╔══
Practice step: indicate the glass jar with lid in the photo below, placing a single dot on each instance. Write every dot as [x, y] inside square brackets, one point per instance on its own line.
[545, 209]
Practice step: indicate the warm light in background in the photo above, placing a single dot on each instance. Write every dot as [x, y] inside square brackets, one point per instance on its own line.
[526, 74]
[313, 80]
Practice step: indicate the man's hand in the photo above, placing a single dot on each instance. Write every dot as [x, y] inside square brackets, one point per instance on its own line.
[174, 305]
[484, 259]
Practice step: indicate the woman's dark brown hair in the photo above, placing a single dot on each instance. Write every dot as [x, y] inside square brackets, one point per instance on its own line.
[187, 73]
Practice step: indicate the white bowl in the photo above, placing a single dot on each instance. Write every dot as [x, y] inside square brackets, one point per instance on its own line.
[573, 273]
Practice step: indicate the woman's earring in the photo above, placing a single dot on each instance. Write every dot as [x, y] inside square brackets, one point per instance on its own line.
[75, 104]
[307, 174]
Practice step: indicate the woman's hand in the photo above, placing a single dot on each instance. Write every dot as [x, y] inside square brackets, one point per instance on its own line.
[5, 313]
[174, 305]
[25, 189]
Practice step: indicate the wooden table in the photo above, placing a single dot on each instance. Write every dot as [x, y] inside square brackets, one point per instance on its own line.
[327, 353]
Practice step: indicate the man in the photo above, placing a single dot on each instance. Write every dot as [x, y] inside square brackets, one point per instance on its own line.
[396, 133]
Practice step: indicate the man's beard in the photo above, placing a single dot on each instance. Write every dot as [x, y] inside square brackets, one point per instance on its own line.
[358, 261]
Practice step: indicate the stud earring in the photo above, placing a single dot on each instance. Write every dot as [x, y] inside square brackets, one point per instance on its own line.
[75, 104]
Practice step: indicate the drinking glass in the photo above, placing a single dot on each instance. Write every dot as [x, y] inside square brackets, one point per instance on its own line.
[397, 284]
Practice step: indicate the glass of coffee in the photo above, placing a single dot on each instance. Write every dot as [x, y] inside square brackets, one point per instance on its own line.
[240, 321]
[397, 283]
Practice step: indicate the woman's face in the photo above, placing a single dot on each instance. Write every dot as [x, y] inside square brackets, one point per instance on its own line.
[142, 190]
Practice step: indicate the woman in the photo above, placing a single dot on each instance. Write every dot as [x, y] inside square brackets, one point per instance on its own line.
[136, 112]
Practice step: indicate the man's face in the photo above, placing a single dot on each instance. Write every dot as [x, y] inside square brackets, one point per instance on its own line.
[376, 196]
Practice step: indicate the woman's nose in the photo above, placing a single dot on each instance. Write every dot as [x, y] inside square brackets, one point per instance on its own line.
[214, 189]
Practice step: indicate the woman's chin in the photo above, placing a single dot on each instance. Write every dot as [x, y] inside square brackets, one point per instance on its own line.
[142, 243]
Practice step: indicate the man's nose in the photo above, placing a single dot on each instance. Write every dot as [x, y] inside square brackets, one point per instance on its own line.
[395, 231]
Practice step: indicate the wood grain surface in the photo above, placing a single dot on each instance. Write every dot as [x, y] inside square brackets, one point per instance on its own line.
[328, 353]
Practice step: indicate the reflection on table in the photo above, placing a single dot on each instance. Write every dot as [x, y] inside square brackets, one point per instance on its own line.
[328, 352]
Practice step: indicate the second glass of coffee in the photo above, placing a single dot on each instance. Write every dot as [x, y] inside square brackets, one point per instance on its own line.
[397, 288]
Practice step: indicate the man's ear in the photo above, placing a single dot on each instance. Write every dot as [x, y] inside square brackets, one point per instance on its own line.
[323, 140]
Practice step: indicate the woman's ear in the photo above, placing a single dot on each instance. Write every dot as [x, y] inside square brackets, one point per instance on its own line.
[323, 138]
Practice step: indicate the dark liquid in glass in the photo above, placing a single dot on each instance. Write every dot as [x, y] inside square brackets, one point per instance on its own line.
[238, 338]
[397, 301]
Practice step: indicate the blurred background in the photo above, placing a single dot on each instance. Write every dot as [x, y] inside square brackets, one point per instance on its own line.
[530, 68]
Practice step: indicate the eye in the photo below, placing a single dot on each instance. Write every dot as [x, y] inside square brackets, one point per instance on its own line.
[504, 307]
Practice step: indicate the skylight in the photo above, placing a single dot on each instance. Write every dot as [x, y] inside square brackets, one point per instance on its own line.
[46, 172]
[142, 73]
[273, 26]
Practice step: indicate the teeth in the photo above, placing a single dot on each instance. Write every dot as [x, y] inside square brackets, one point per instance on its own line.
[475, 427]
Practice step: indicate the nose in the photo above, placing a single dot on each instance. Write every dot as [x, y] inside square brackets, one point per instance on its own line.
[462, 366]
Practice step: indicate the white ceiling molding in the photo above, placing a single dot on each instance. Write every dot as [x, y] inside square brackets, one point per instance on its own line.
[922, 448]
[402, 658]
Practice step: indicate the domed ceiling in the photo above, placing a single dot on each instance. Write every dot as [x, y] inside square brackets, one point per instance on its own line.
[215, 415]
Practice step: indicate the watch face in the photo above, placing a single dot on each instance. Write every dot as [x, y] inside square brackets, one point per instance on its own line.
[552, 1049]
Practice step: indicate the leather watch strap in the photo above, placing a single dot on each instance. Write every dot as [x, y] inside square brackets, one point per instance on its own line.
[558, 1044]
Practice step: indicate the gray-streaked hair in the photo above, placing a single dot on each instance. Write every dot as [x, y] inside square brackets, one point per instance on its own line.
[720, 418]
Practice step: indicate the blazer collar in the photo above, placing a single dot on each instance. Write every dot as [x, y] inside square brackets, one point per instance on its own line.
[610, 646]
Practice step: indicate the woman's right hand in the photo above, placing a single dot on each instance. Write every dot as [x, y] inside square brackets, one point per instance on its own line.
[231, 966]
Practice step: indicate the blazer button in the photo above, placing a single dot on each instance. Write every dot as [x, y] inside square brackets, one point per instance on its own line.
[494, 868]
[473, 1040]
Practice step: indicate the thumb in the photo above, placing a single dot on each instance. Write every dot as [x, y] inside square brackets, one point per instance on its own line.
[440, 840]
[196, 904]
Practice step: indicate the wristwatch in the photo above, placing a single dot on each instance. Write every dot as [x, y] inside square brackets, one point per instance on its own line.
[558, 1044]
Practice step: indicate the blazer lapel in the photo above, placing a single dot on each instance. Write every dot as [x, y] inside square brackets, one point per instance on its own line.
╚══
Copy out each line above, character for character.

Practice step: indicate the glass jar with lid in the photo below, placing a single dot on each instance. Write every dot as [x, y] inside square brackets, one point per instance on its own line.
[545, 209]
Practice step: indicate the warm light in background in the photo above, placing a single dot on each instance. Write every dot as [x, y] inside square brackets, one point per instance on its own line.
[526, 74]
[313, 80]
Practice step: indicate the man's hand in the photo above, placing a single dot on each instance. Write every dot as [x, y] inside square brackets, one point per instance on its own line.
[174, 305]
[484, 259]
Practice step: indicate the woman's dark brown hair in the photo above, placing a single dot on each instance. Write every dot as [x, y] inside square brackets, one point per instance on its own line.
[187, 73]
Practice step: indicate the white bowl in the photo above, placing a single dot on each instance. Write every dot as [x, y] inside square brackets, one point per instance on its own line.
[573, 273]
Practice step: indicate the woman's earring in the photo above, placing a single dot on each instance. Write every dot as [x, y] inside square brackets, one point per instance on its own line.
[75, 104]
[307, 174]
Practice step: indicate the woman's hand in the photo above, placing a single dot on each instance. Write every dot as [x, y] inside square brackets, one point per instance on its own line.
[5, 313]
[174, 305]
[25, 189]
Practice step: indicate the wooden table in the photo above, placing a single dot on each instance. Write every dot as [x, y] inside square brackets, one point per instance on its own line.
[327, 353]
Practice step: indicate the man in the photo above, placing a single dot on each instance. Write every dot as [x, y] inside square brackets, one point per instance on its own line.
[396, 133]
Practice step: indicate the man's beard in the photo above, placing a single dot on each instance. Write every dot as [x, y] inside square brackets, one point per instance on its own line.
[358, 261]
Practice step: indicate the stud earring in the photo above, placing a single dot on each instance. Write every dot as [x, y] inside square brackets, one point per instance on its own line.
[75, 104]
Practice step: indicate the drinking glass in the photo above, placing a single dot on each instance. Write every dot as [x, y] inside square brackets, one point per instance on its own line.
[397, 284]
Practice step: indicate the glass of coffee in the photo above, placing a single dot on each instance. Write every dot as [x, y] inside square brackets, one point per instance on its own line.
[240, 321]
[397, 283]
Practice step: indicate the woman's face in the photo above, placing a single dot on each instance. Write every dot as [x, y] inside square brackets, one point per instance on its own line.
[142, 190]
Practice step: indicate the woman in the photo above, placing a single dot on each instance. Write every dot as [x, y] inside square brackets, one point per instance on its own line.
[136, 112]
Practice step: indicate the man's face in the photo above, placing a single dot on each instance. Write every dot as [x, y] inside square brackets, one point per instance on its own line.
[376, 196]
Practice step: indicate the woman's nose in the photo above, placing a single dot on each instance. Write every dot as [x, y] inside square brackets, one point per instance on its own line.
[214, 189]
Practice step: indicate the woman's chin in the photo above, placing a single dot on each instance. Write every dot as [x, y] inside square brackets, one point per instance on its own line.
[142, 243]
Practice step: indicate the man's nose in the photo above, placing a single dot on each instance. Write every dot as [x, y] inside square brackets, one point per instance on its own line.
[395, 231]
Practice step: indicate the wood grain surface in the photo above, placing a single dot on each instance. Write every dot as [x, y] inside square brackets, one point per instance on its own line.
[328, 353]
Practice step: indicate the reflection on table in the photo above, placing a single dot on each instance. Write every dot as [x, y] inside square brackets, one point per instance on its own line.
[328, 352]
Practice step: indicate the second glass of coffee in the photo above, placing a single dot on each instance. Write every dot as [x, y] inside square brackets, one point per instance on its own line.
[397, 288]
Practice step: indicate the man's ear in the photo above, placing a single dot on each instance. Write every dot as [x, y] inside square brackets, one point per instance on its own line.
[323, 140]
Practice step: indicate the woman's ear in the photo above, placing a single dot on each instance. Write every dot as [x, y] inside square brackets, one point per instance on its own line.
[323, 138]
Practice step: indicate the dark liquid in glass in the photo above, placing a single dot on each instance. Write every dot as [x, y] inside square brackets, one point per instance on its own line.
[238, 338]
[397, 301]
Practice step: indicate the blurred background in the photo above, placing a single dot on each instance. Write every dot as [x, y] inside square brackets, one point per instance on its own line.
[530, 68]
Practice step: indicate the eye in the photo below, placing a single dot on each instance. Write every dot as [x, y] inside square brackets, one point per instance on its own line.
[504, 307]
Practice step: indicate the skylight in the photo above, placing a single dot on each instance. Write every dot as [x, y] inside square brackets, one point per instance on its own line.
[46, 172]
[142, 73]
[273, 26]
Practice step: indicate the teeth in the photo above, placing a single dot on each instance. Write every dot as [x, y] inside square brackets, one point per instance on its own line.
[475, 427]
Practice step: indicate the nose in the photo above, placing a single dot on each instance. Write every dot as [x, y] inside square brackets, one point per instance on its own line.
[462, 366]
Practice step: indicate the white ceiling molding in the photo above, placing a single dot on each instance. Write every dot as [x, y] inside square brackets, one point per instance on its own line.
[922, 448]
[402, 658]
Practice step: indicate the domed ceiling in the photo above, placing a single dot on each instance. Write every dot as [x, y] inside square brackets, one point per instance on its own line.
[215, 415]
Practice step: indicate the watch face in the photo above, placing a single dot on each instance. Write every dot as [x, y] inside square brackets, one point per instance on its own line.
[552, 1049]
Practice step: indicate the leather watch strap in the photo above, placing a single dot on each instance. Write every dot as [x, y] inside square brackets, one point per instance on its own line.
[558, 1044]
Practice step: indicate the gray-streaked hair in the photo above, placing a single dot on each instance. Write every dot as [x, y] inside square brackets, one point per instance on its own line.
[720, 418]
Practice step: indicate the blazer collar in the photo above, placing a single dot on each instance. Write every dot as [x, y] inside square brackets, one point per instance on its own line.
[610, 646]
Practice step: indicate the woman's right hand in the photo above, placing a single dot on each instance. Write every dot as [x, y] inside square brackets, one point per instance on its own line.
[231, 966]
Practice step: indicate the blazer button in the photo above, placing a single dot on each instance. Write every dot as [x, y] inside square brackets, one point per instance on its own line.
[494, 868]
[473, 1040]
Practice step: indicate the thumb in the photo above, placing a single dot on each instance. Write every dot as [x, y] inside square brackets, one point per instance on its own line.
[440, 840]
[196, 904]
Practice step: indicate the wristwatch in the photo above, placing a single dot on each instance. Write every dot as [x, y] inside square brackets, one point per instance on its own line.
[558, 1044]
Practice step: indicate the blazer lapel in the photo above, placing a single dot on each instance. Write every dot as [x, y] inside square brackets, one point per instance on its own line.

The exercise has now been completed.